**Source passage**
[Start of section]
Like the guys in the TV ads, Ken Bolster had a "going problem." He was getting up at night every two hours to go to the bathroom. Bolster thought it was his prostate, as the TV ads suggest, and waited for his annual physical exam to bring it up with his doctor.
His prostate was fine, but his blood sugar was sky high. Bolster was diagnosed with Type 2 diabetes in September. "It was a shocker to me," the Odessa resident said.
He has plenty of company. More than 20 million Americans have diabetes, and up to 95 percent of them have Type 2 diabetes, which has surged along with obesity rates. Bolster, 58, wasn't obese, but he does have a strong family history of the condition.
Type 1 diabetes develops most often in children and young adults who suddenly stop producing insulin (PDF). In Type 2, patients still produce some insulin, but it doesn't work as efficiently as it should.
Type 2 usually develops after age 45, and so it is also known as adult-onset diabetes. But as more children are becoming obese, more are developing Type 2 diabetes long before reaching adulthood.
Early symptoms can be subtle, as Bolster learned, so an estimated 10 million Americans don't even know they have diabetes.
The financial impact of diabetes is staggering — about $174 billion in 2007 in medical costs, days lost from work and early death, according to the Centers for Disease Control and Prevention.
Last week, a study in the journal Health Affairs found health costs last year related to obesity had hit nearly $150 billion, and the biggest reason was the skyrocketing rate of Type 2 diabetes.
Why is diabetes so costly? Partly because of expensive new medications, testing supplies and the many complications associated with diabetes.
"Patients need eye care, foot care, cardiac care and testing, dental care and many patients don't have insurance coverage for that," says Dr. Susan Jane Boston, an endocrinologist with Morton Plant Mease Diabetes and Endocrine Center at Mease Countryside Hospital in Safety Harbor. Some patients must choose between eating and buying medication or testing supplies, she said.
Early diagnosis can make a difference
When we eat, sugars and starches are broken down by the body into glucose. The hormone insulin removes glucose from the bloodstream, carrying it to the cells where it is used for energy. If you don't produce enough insulin, or the body doesn't use insulin properly, glucose can't get into the cells and they begin to starve. With nowhere to go, glucose builds up in the bloodstream, often with serious consequences.
Bolster had one of the most common symptoms of diabetes: frequent urination. It's the body's way of trying to get rid of all that glucose in the bloodstream. No matter how much they drink, diabetics seem to have an unquenchable thirst and can become dehydrated. Left unchecked, severe dehydration can lead to a coma, even death. That's why high blood sugar must be treated and controlled, usually for life.
Uncontrolled, it can damage nerves, particularly in the feet and lower legs, leading to amputation; it also can damage small blood vessels in the eyes, kidneys and heart, resulting in vision loss, kidney failure, heart attack and stroke.
Holly Wetz, a registered nurse and certified diabetes educator at St. Joseph's Hospital in Tampa, says early diagnosis and treatment are key to avoiding complications. But too often, people don't seek help until trouble starts.
"By the time we see them they've already lost vision, they're already on dialysis," says Wetz. "Most have had symptoms and didn't know it was diabetes."
[End of section]
**Excerpts from a dataset**
[Start of section]
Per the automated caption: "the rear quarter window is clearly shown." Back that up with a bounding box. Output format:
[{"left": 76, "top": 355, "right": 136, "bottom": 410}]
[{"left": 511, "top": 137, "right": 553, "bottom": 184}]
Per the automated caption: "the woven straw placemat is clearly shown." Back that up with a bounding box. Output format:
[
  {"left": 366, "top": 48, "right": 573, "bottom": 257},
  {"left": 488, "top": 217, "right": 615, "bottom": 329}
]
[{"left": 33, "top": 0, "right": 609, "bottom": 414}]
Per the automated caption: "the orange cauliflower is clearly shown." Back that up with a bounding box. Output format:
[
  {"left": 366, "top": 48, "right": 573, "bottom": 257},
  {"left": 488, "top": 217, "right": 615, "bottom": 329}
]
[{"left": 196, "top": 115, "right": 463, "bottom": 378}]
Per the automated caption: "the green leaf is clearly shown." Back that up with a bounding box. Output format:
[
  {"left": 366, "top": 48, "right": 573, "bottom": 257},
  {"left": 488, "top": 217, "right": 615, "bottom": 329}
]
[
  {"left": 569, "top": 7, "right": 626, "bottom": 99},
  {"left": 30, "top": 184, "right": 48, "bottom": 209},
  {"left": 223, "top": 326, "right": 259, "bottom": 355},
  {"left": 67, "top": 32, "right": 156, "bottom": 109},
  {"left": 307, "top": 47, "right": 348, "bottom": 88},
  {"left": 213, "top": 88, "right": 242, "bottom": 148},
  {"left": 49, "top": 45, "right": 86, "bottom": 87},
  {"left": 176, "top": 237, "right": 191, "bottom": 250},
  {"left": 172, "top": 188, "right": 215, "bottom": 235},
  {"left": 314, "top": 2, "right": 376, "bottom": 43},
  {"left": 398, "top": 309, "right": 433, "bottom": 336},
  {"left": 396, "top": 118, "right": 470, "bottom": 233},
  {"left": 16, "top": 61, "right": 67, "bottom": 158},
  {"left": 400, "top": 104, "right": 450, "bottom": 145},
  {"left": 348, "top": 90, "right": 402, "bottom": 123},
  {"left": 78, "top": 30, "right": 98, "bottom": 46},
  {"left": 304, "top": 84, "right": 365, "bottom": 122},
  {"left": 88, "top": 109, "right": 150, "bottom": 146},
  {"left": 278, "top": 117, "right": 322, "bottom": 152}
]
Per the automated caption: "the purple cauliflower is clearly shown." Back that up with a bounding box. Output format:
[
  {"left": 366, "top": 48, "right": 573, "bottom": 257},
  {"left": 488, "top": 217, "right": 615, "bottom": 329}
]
[End of section]
**Things to do**
a. Answer these from the diabetes article:
(i) How often was Ken Bolster getting up at night to go to the bathroom?
(ii) According to the Centers for Disease Control and Prevention, what was the financial impact of diabetes in 2007?
(iii) At which hospital does Holly Wetz work?
b. Please say whether each statement agrees with the diabetes article, quoting the words that settle it:
(i) Ken Bolster was obese when he was diagnosed.
(ii) Type 2 diabetes usually develops after age 45.
(iii) People with Type 1 diabetes still produce some insulin.
c. Repeat word for word the part of the diabetes article starting with "Early symptoms can" and going on through "Control and Prevention.".

**Results of the tasks**
a.
(i) Every two hours.
(ii) About $174 billion, counting medical costs, days lost from work and early death.
(iii) St. Joseph's Hospital in Tampa.

b.
(i) No: "Bolster, 58, wasn't obese"
(ii) Yes: "Type 2 usually develops after age 45"
(iii) No: "Type 1 diabetes develops most often in children and young adults who suddenly stop producing insulin"

c.
Early symptoms can be subtle, as Bolster learned, so an estimated 10 million Americans don't even know they have diabetes.
The financial impact of diabetes is staggering — about $174 billion in 2007 in medical costs, days lost from work and early death, according to the Centers for Disease Control and Prevention.